How to Pay for Travel, Part 3: Food

Friday, January 31


If you missed Part 1&2 on “How to pay for Travel” see {Part 1} and {Part 2}

Today we are talking about my favorite thing…FOOD! To me, food is culture! Not too many things excite me more than sampling local flavors! However, eating out can get expensive! Especially if you are in Europe…our poor dollar loses so much value to the Pound and Euro! And eating out adds up fast…a breakfast here, a lunch there, throw a snacky snack in, and dinner there…and soon just your food tab alone exceeds $100 for the day! Yikes! Kevin and I realized this pretty quickly and devised a few trips to help cut down the costs! 

**As a note, most of these tips work best in Europe or other more expensive countries (like Australia, NZ, Japan). Traveling in SE Asia, Africa and S. America is a lot easier with food, as meal costs are very cheap! But these tips work well wherever you are:) Enjoy!

» **Exercise brief**: Copy out the whole post on saving money on food while traveling, from its title through its last line, without changing a word or punctuation mark.

» **Entries shown**:
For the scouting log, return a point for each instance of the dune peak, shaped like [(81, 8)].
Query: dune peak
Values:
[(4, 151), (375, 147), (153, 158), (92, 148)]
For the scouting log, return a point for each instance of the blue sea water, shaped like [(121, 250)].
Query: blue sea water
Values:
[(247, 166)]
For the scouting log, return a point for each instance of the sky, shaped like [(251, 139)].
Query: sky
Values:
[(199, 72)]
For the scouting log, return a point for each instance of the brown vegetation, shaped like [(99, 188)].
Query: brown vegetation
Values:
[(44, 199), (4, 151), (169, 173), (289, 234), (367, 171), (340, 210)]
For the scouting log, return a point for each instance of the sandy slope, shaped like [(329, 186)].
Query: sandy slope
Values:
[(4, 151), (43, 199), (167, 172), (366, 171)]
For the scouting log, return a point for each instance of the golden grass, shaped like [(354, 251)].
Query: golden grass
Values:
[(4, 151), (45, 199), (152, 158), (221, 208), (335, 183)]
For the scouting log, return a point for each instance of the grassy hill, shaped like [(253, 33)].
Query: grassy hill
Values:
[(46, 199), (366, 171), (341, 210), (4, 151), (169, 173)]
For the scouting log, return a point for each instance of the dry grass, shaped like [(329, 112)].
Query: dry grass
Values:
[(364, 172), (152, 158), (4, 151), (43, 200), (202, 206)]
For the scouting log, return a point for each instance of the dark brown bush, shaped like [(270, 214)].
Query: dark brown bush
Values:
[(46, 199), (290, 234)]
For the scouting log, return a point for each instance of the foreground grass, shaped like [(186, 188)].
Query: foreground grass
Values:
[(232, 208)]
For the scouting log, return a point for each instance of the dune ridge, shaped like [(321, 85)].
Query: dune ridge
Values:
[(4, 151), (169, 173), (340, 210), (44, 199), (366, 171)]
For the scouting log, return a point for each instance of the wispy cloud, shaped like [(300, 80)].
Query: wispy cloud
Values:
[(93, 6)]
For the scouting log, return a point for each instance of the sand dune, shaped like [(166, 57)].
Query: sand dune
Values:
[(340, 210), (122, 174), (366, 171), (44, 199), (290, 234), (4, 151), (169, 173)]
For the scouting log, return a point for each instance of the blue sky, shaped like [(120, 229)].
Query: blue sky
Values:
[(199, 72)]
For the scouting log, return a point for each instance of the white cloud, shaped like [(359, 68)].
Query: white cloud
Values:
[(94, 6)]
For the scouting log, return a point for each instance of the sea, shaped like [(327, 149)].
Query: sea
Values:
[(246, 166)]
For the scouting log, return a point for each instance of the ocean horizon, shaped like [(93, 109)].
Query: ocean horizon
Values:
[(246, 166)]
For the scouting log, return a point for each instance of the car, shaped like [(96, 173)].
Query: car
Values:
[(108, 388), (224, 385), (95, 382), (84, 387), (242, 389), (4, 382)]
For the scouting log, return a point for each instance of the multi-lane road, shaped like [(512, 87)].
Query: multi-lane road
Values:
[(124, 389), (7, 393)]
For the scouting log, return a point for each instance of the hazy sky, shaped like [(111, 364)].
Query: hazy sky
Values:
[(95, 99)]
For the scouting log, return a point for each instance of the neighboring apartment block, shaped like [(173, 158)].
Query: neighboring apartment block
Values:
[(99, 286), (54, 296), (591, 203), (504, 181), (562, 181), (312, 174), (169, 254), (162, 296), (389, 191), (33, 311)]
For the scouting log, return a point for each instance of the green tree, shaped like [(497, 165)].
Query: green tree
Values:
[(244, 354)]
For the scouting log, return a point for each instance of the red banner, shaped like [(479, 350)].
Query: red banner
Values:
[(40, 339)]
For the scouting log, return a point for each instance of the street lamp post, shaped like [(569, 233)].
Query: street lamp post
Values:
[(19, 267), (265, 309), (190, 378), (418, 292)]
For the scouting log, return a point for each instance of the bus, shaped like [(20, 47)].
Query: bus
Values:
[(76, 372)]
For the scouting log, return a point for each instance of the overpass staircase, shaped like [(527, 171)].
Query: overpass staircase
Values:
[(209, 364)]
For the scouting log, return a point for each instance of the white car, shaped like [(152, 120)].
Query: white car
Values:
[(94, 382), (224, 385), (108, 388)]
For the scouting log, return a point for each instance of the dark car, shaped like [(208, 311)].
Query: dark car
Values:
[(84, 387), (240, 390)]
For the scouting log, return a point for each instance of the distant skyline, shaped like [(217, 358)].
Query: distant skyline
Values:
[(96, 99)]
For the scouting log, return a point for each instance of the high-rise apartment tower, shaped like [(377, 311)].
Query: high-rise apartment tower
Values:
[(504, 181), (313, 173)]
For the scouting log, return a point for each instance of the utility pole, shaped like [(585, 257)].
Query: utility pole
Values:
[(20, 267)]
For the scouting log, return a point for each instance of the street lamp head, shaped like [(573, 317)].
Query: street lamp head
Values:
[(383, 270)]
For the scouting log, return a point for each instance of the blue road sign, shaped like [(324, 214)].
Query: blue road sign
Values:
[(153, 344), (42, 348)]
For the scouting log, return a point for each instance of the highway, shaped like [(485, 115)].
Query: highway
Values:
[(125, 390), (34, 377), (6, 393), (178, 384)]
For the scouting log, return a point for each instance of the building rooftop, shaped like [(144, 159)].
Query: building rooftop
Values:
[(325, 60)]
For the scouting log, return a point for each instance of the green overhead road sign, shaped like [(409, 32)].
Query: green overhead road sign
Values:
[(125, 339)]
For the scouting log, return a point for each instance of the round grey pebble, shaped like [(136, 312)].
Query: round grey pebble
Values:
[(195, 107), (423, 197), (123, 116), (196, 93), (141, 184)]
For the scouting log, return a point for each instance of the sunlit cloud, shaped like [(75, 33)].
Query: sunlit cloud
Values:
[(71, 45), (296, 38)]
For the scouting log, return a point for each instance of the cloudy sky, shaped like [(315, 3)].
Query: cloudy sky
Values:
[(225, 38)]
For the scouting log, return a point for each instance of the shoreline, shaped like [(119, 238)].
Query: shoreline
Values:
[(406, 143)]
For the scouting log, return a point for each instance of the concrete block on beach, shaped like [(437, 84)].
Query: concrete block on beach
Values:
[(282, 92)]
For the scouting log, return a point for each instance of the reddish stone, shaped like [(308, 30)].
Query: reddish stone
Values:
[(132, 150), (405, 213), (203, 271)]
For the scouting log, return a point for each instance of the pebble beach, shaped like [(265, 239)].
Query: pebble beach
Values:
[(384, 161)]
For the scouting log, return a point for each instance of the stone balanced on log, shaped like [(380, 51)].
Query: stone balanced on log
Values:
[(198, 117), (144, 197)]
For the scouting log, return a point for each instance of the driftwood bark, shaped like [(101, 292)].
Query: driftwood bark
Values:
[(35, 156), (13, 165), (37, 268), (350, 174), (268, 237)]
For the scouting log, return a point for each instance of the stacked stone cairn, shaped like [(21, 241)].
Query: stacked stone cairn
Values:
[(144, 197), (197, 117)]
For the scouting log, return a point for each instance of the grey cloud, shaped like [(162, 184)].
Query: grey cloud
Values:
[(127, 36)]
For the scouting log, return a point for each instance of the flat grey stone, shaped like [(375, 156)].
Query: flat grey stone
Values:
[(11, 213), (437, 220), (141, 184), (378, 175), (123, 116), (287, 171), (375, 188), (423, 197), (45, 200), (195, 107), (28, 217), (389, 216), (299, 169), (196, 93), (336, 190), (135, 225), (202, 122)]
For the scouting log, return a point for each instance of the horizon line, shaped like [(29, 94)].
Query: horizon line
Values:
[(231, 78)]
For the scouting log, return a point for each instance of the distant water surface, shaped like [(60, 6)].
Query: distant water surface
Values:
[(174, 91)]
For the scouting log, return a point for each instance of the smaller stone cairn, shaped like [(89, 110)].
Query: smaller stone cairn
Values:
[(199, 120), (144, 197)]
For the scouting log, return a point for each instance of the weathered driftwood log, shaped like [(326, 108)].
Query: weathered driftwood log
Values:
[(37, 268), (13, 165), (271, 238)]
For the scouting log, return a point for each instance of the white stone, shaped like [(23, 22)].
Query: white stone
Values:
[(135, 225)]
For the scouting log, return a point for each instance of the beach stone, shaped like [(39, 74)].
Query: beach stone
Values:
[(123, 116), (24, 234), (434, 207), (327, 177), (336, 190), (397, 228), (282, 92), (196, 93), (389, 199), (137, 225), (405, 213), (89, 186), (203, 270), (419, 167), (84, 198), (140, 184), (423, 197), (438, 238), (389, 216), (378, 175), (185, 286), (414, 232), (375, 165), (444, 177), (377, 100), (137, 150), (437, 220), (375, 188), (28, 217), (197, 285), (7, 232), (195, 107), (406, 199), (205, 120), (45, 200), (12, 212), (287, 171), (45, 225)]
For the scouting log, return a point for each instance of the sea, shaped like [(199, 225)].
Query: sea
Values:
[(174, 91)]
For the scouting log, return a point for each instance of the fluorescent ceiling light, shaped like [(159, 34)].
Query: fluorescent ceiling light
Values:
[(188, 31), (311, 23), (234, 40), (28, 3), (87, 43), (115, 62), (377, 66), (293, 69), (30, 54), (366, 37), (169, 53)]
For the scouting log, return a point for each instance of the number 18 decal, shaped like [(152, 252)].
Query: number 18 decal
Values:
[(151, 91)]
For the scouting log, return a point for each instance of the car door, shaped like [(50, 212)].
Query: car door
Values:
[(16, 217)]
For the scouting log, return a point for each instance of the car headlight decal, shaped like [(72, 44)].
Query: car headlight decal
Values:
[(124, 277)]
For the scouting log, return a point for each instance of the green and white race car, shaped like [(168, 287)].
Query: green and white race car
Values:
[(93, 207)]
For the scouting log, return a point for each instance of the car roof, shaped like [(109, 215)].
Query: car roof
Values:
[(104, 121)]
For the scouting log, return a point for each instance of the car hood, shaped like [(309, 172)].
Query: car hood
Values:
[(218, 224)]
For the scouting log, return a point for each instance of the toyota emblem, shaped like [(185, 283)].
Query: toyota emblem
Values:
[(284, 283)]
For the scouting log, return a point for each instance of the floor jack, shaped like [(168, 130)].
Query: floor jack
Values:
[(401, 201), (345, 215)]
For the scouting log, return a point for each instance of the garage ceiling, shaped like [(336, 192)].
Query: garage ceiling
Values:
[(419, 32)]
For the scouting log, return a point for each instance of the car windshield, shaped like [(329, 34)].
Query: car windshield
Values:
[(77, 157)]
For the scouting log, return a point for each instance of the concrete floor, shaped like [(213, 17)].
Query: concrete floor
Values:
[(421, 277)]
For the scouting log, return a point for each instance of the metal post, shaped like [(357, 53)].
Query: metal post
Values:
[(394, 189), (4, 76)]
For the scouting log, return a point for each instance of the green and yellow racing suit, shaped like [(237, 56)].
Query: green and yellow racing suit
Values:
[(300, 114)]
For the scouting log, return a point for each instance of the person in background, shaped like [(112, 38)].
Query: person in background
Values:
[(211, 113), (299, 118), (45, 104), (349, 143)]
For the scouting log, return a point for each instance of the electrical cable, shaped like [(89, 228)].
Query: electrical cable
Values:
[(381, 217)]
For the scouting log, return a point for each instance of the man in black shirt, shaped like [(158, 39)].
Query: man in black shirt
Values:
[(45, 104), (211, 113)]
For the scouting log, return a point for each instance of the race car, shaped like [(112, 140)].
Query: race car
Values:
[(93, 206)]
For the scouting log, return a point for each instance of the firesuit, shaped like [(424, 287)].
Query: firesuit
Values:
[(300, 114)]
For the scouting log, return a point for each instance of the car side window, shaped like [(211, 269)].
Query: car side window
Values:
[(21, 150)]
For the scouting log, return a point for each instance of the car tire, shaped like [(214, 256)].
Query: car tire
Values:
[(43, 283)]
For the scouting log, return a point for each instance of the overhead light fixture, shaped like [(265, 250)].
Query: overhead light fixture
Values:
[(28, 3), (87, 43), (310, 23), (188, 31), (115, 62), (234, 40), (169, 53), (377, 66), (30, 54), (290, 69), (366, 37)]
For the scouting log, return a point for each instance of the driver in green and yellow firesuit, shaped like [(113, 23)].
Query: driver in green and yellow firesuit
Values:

» **Result for this exercise**:
How to Pay for Travel, Part 3: Food

Friday, January 31


If you missed Part 1&2 on “How to pay for Travel” see {Part 1} and {Part 2}

Today we are talking about my favorite thing…FOOD! To me, food is culture! Not too many things excite me more than sampling local flavors! However, eating out can get expensive! Especially if you are in Europe…our poor dollar loses so much value to the Pound and Euro! And eating out adds up fast…a breakfast here, a lunch there, throw a snacky snack in, and dinner there…and soon just your food tab alone exceeds $100 for the day! Yikes! Kevin and I realized this pretty quickly and devised a few trips to help cut down the costs! 

**As a note, most of these tips work best in Europe or other more expensive countries (like Australia, NZ, Japan). Traveling in SE Asia, Africa and S. America is a lot easier with food, as meal costs are very cheap! But these tips work well wherever you are:) Enjoy!